» What you should do
Starting at the first line of the entries and ending at the line that contains "[[359, 252]]", put those lines into a numbered list, with both ends included and blank lines omitted.
○ ○ ○ ○ ○
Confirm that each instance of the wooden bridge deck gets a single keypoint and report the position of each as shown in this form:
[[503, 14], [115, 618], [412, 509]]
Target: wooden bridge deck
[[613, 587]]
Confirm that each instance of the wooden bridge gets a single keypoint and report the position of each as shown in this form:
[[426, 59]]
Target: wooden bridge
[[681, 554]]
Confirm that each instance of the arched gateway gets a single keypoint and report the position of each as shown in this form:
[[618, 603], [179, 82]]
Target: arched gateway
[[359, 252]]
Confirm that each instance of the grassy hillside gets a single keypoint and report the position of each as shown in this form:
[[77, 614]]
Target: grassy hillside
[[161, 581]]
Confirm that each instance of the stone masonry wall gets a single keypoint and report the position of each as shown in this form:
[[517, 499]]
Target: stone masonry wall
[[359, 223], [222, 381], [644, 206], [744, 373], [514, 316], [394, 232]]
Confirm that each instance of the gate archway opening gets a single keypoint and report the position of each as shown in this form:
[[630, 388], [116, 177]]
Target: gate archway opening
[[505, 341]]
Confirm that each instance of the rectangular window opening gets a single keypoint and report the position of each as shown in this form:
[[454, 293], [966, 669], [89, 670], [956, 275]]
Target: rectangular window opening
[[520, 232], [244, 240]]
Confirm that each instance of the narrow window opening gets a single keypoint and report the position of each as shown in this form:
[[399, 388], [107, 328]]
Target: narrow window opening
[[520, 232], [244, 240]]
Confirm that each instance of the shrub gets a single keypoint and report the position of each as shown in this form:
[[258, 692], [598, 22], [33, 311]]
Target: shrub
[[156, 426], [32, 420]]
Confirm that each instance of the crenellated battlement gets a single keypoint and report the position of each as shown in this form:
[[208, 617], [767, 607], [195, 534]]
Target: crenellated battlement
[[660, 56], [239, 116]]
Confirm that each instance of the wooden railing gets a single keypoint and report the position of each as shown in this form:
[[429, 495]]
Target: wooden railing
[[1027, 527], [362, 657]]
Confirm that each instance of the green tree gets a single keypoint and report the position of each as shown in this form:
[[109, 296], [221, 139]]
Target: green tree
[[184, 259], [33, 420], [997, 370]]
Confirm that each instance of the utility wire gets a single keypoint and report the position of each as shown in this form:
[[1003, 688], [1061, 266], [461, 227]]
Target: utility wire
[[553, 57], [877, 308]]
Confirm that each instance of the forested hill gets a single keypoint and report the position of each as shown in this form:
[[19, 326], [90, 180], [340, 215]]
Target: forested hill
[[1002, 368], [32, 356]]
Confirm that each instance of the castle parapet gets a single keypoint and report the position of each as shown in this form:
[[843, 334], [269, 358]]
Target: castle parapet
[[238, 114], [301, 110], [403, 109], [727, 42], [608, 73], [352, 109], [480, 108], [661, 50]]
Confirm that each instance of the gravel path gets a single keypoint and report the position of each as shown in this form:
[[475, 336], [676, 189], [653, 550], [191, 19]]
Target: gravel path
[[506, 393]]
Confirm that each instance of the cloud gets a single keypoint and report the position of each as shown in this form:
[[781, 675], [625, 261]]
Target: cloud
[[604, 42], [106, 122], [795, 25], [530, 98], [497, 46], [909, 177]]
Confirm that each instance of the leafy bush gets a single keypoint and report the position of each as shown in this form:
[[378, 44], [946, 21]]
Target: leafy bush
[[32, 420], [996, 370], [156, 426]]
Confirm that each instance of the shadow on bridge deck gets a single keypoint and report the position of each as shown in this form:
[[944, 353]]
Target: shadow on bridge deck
○ ○ ○ ○ ○
» Answer below
1. Confirm that each instance of the wooden bridge deck gets a single keypoint and report the position of each as shown in this form:
2. [[503, 14], [115, 618], [412, 509]]
3. Target: wooden bridge deck
4. [[613, 587]]
5. Confirm that each instance of the wooden bridge gets a single keypoint and report the position of each as shown in this form:
6. [[426, 59]]
7. Target: wooden bridge
8. [[681, 554]]
9. Confirm that each instance of the arched gateway gets a single keypoint and report the position of each as shown in this form:
10. [[618, 603], [179, 82]]
11. Target: arched gateway
12. [[359, 252]]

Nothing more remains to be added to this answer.